▸ WHAT IS ASKED
Locate every line in the items below that contains the word "classroom", and copy each of those lines.

▸ INFORMATION SHOWN
- - - -

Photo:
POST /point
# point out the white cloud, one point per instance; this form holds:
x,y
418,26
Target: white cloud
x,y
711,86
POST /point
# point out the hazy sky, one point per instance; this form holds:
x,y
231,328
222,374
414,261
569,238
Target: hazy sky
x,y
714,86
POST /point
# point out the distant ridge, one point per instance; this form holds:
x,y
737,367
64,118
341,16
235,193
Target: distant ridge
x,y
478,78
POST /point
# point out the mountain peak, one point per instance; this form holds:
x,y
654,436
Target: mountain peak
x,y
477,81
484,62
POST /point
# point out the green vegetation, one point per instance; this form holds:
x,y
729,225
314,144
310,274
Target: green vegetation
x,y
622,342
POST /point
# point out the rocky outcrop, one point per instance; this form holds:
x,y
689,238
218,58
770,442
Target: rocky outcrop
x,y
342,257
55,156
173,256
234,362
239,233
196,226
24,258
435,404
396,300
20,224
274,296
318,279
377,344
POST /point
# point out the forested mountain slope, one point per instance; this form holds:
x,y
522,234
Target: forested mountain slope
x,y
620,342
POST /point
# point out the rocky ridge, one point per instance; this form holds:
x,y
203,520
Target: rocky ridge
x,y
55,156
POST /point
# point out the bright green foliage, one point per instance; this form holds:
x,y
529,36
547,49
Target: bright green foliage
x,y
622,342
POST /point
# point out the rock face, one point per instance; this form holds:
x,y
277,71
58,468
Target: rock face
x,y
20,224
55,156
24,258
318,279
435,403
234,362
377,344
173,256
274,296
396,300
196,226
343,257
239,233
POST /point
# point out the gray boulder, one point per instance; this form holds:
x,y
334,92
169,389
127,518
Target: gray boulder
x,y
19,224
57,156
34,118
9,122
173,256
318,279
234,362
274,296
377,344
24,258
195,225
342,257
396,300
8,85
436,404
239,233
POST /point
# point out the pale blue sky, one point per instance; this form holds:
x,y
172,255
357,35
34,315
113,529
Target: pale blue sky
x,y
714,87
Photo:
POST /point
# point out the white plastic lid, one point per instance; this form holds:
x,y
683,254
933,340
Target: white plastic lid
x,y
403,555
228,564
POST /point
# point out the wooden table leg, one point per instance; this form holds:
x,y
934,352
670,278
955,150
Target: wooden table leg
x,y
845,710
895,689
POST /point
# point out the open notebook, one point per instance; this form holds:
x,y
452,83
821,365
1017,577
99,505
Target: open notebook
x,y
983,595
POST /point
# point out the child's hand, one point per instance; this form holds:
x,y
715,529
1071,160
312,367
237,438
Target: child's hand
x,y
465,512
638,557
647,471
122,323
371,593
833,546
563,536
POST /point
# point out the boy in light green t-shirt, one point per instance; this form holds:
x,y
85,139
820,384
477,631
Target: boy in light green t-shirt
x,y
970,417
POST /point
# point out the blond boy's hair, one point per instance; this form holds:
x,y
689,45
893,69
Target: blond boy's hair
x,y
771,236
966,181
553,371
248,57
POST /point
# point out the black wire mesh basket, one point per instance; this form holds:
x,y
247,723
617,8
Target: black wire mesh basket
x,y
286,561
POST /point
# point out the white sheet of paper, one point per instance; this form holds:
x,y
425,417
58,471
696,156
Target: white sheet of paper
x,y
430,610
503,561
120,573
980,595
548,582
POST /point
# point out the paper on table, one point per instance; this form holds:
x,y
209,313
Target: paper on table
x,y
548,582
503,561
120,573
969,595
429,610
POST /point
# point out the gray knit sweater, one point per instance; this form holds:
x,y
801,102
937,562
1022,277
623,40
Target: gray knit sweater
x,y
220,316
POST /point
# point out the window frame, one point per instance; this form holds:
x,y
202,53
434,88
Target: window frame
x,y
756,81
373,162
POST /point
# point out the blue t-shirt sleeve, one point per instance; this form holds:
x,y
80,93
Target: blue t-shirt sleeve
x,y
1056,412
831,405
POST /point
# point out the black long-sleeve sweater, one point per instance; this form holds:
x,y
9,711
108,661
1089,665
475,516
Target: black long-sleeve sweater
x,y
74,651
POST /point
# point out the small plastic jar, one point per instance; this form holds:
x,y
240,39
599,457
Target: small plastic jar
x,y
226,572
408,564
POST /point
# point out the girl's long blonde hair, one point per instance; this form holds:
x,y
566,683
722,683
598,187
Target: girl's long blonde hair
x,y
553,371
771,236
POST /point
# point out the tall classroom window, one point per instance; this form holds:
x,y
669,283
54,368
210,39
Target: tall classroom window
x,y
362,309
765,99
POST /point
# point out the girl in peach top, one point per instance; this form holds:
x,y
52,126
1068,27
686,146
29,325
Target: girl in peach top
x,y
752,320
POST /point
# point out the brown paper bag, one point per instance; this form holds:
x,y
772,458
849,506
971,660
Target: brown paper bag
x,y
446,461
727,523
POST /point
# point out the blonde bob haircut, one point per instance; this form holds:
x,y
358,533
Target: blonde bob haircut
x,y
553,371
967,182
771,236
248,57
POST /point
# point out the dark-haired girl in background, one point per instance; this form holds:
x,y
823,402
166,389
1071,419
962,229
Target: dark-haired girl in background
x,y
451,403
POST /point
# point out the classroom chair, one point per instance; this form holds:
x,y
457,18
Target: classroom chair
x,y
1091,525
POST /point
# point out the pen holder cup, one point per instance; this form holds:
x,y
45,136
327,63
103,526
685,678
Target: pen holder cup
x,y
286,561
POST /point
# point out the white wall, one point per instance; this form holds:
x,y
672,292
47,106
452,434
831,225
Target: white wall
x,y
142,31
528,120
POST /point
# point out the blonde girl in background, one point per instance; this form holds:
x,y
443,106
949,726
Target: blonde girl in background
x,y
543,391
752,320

- - - -

▸ CORRECT RESPONSE
# point out the tall classroom window, one point per instance; this form holds:
Target: tall classroom window
# point out the classroom chair, one point per instance; this form holds:
Target: classroom chair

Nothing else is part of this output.